> [YOUR TASK]: Can you reproduce the passage below about the Interstate 70 fentanyl traffic stop word for word, from start to finish?

╭─ SOURCE EXTRACT

Jorge Cantua-Herrera was the passenger in a car being driven by a woman he said was his wife on Jan. 4, 2024, when the vehicle was stopped by Eagle County Sheriff Officer Evan Jamarillo of the Gore Range Narcotics Interdiction Team.

The vehicle was carrying 2.7 pounds of fentanyl pills, and Cantua-Herrera and the driver, Emely Hernandez, both of Phoenix, Arizona, were charged with numerous class-1 felonies.

The pair was pulled over while heading eastbound on Interstate 70, and before the interaction had even begun, Jamarillo’s suspicions were raised due to the amount of time it took the vehicle to stop. After noticing the car was following a tractor-trailer too closely and swerving, Jamarillo initiated the traffic stop at mile marker 139, “anticipating the vehicle would exit at MM 140 in the town of Gypsum,” he wrote in his report.

╰─
╭─ GIVEN ENTRIES

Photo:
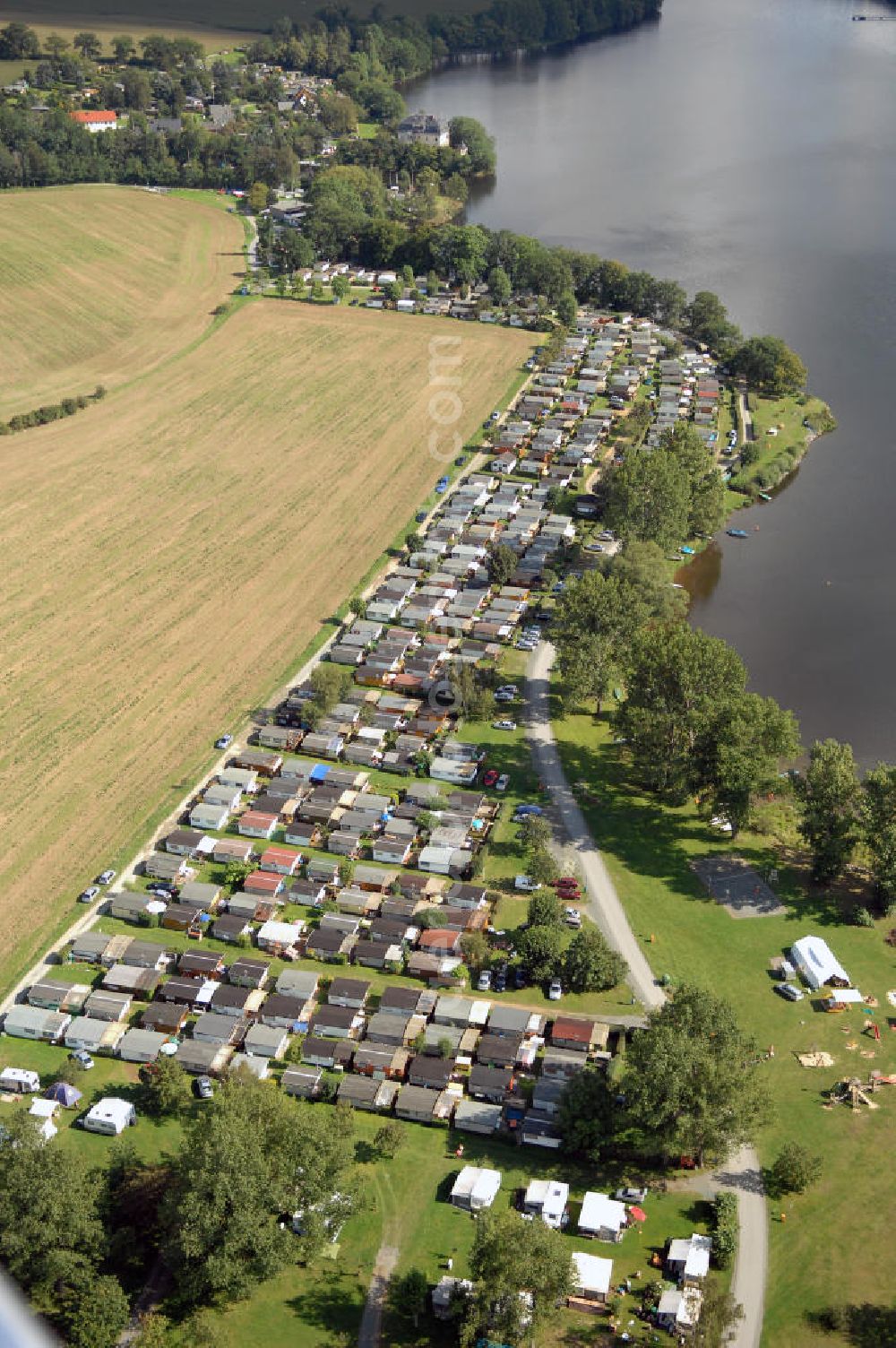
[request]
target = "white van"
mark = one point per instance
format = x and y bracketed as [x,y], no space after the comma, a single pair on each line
[19,1081]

╰─

> [TASK OUTPUT]:
Jorge Cantua-Herrera was the passenger in a car being driven by a woman he said was his wife on Jan. 4, 2024, when the vehicle was stopped by Eagle County Sheriff Officer Evan Jamarillo of the Gore Range Narcotics Interdiction Team.

The vehicle was carrying 2.7 pounds of fentanyl pills, and Cantua-Herrera and the driver, Emely Hernandez, both of Phoenix, Arizona, were charged with numerous class-1 felonies.

The pair was pulled over while heading eastbound on Interstate 70, and before the interaction had even begun, Jamarillo’s suspicions were raised due to the amount of time it took the vehicle to stop. After noticing the car was following a tractor-trailer too closely and swerving, Jamarillo initiated the traffic stop at mile marker 139, “anticipating the vehicle would exit at MM 140 in the town of Gypsum,” he wrote in his report.